## Problem to work on
Exact repetition of every entry is required.

[Dataset entries]
· · ·

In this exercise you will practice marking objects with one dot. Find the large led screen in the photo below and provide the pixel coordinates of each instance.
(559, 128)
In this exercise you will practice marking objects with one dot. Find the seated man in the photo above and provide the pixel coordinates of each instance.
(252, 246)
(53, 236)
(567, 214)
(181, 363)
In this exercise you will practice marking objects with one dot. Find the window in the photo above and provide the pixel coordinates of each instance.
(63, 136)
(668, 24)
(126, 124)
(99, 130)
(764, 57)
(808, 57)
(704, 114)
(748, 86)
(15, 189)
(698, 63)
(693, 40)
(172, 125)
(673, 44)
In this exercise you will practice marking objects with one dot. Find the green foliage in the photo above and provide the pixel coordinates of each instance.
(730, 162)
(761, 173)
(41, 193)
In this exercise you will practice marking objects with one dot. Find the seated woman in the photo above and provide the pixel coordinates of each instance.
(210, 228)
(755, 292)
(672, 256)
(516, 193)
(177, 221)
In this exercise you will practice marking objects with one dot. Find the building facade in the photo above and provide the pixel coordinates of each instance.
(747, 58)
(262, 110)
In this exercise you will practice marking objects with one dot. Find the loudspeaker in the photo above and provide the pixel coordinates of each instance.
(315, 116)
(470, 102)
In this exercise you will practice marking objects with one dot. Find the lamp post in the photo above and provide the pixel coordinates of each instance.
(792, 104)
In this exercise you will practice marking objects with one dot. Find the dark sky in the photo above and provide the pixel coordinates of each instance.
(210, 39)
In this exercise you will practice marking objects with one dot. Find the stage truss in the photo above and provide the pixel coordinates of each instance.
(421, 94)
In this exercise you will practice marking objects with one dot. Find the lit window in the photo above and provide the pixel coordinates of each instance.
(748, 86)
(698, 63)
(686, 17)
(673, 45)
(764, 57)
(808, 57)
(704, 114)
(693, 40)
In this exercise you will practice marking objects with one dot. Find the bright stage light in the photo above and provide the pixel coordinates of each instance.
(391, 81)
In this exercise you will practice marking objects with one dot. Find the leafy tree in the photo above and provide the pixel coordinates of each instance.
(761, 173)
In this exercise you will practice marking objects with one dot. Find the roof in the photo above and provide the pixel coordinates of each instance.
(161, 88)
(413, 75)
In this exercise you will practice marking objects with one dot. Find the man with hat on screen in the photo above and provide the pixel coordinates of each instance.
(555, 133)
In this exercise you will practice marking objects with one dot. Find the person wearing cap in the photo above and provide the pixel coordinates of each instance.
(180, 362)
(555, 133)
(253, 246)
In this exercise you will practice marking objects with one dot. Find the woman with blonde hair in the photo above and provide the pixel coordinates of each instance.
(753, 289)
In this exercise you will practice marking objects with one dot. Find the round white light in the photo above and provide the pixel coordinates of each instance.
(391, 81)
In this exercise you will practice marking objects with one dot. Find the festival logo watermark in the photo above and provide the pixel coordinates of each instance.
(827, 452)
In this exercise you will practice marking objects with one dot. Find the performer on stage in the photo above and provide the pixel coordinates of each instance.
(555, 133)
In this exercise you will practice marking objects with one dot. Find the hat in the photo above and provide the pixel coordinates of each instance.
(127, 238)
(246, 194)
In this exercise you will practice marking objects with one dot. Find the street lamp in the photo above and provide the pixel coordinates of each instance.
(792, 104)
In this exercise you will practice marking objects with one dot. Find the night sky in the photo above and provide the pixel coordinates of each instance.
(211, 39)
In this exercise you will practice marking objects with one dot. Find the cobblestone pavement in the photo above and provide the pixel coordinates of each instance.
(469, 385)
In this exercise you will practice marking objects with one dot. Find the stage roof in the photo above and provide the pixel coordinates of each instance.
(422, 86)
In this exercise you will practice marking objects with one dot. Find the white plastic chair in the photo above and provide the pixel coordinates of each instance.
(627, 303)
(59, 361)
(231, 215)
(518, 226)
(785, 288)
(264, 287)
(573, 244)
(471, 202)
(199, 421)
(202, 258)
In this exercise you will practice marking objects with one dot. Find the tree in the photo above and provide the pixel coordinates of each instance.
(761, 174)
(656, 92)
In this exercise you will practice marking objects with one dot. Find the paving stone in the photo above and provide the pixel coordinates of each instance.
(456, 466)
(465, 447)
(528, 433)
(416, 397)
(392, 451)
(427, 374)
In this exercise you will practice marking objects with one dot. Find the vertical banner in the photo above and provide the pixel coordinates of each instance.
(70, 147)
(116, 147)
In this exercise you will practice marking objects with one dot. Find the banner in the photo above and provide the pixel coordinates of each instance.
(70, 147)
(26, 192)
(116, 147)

· · ·

## Result for this task
In this exercise you will practice marking objects with one dot. Find the large led screen in the photo below and provide the pixel coordinates of each instance.
(559, 128)
In this exercise you will practice marking objects with one dot. Find the seated man in the photo above and provide the pixel coordinates of each instance.
(252, 246)
(53, 236)
(567, 214)
(181, 363)
In this exercise you will practice marking objects with one dot. Find the window in the photo above and provide the pixel coordinates of each instance.
(63, 136)
(668, 24)
(126, 124)
(99, 130)
(764, 57)
(808, 57)
(704, 114)
(748, 86)
(15, 189)
(698, 63)
(693, 40)
(172, 125)
(673, 44)
In this exercise you will practice marking objects with one dot. Find the green foliage in the photo above and provide the pixel coordinates of each instance.
(730, 162)
(761, 173)
(41, 193)
In this exercise you will practice marking objects with one dot. Find the seated woman in the photo above and provide the pixel coordinates of each instance.
(210, 228)
(755, 292)
(672, 256)
(516, 193)
(177, 221)
In this exercise you will practice marking objects with one dot. Find the building facade in the photo above and provide the pixel coordinates of each instance.
(747, 58)
(262, 110)
In this exercise you will practice marking objects with one dot. Find the loudspeaker in the photo above and provide the pixel coordinates of each instance.
(315, 116)
(470, 102)
In this exercise you will practice marking objects with one dot. Find the lamp post in the photo above and provide the pixel coordinates of each instance.
(792, 104)
In this exercise you will practice marking objects with one dot. Find the dark sky in the photo above and provide the pixel coordinates of each instance.
(210, 39)
In this exercise you will practice marking objects with one dot. Find the stage truss in the photo above and provide the pixel coordinates of each instance.
(421, 94)
In this exercise you will practice marking objects with one dot. Find the lit window in the photo above and provide the pixel coordinates of each instance.
(748, 86)
(698, 63)
(686, 17)
(673, 45)
(764, 57)
(808, 57)
(704, 114)
(693, 40)
In this exercise you will practice marking objects with one dot. Find the bright stage light in the photo above and provide the pixel coordinates of each instance.
(391, 81)
In this exercise you will practice marking objects with one dot. Find the leafy tree in the photo above and provide the pixel coordinates of each instance.
(761, 173)
In this exercise you will practice marking objects with one dot. Find the roof in the photo above and provide the pixel coordinates of each instance.
(161, 88)
(413, 75)
In this exercise you will practice marking objects with one dot. Find the man with hat on screen in the photo above and provide the pixel coordinates of each instance.
(555, 133)
In this exercise you will practice marking objects with one dot. Find the person wearing cap in the photo above and provide the pixel coordinates of each instance.
(180, 362)
(555, 133)
(253, 246)
In this exercise you will practice marking objects with one dot. Find the woman with blonde hair in the photo above and provide the pixel coordinates of each instance.
(753, 289)
In this exercise you will practice marking objects with one dot. Find the round white light in the photo above and provide the pixel coordinates of each instance.
(391, 81)
In this exercise you will practice marking objects with one dot. Find the festival logo watermark in the photo above and provide the pixel coordinates of each instance.
(827, 452)
In this exercise you will practice marking objects with one dot. Find the performer on stage in the photo above and provide the pixel coordinates of each instance.
(555, 133)
In this exercise you will practice marking objects with one dot. Find the hat in the photo above and provide the pixel coordinates of each instance.
(127, 238)
(246, 194)
In this exercise you will practice marking objects with one dot. Find the street lamp in the photo above and provide the pixel coordinates of each instance.
(792, 104)
In this exercise you will practice marking objects with one dot. Find the night sky in the photo above and provide the pixel coordinates of each instance.
(211, 39)
In this exercise you will practice marking objects with one dot. Find the cobblestone pavement in the photo above and provide the pixel coordinates of each instance.
(469, 385)
In this exercise you will practice marking objects with one dot. Find the stage roof in the photo above and provide the pixel coordinates of each instance.
(422, 86)
In this exercise you will practice marking objects with one dot. Find the white plastic chair in the photo above and provide the pixel coordinates of each instance.
(627, 303)
(59, 361)
(231, 215)
(518, 226)
(785, 288)
(264, 287)
(573, 244)
(471, 202)
(199, 421)
(202, 258)
In this exercise you will practice marking objects with one dot. Find the tree in the photo above and provide the pixel coordinates of each instance.
(761, 174)
(656, 92)
In this exercise you will practice marking objects with one dot. Find the paving stone in the photo above and provide the pixel coordinates of each instance.
(456, 466)
(465, 447)
(528, 433)
(416, 397)
(392, 451)
(427, 374)
In this exercise you will practice marking objects with one dot. Find the vertical banner in the photo above and provide the pixel coordinates of each instance.
(70, 147)
(116, 147)
In this exercise you will practice marking objects with one dot. Find the banner in the photo above and provide the pixel coordinates of each instance.
(70, 147)
(26, 192)
(116, 147)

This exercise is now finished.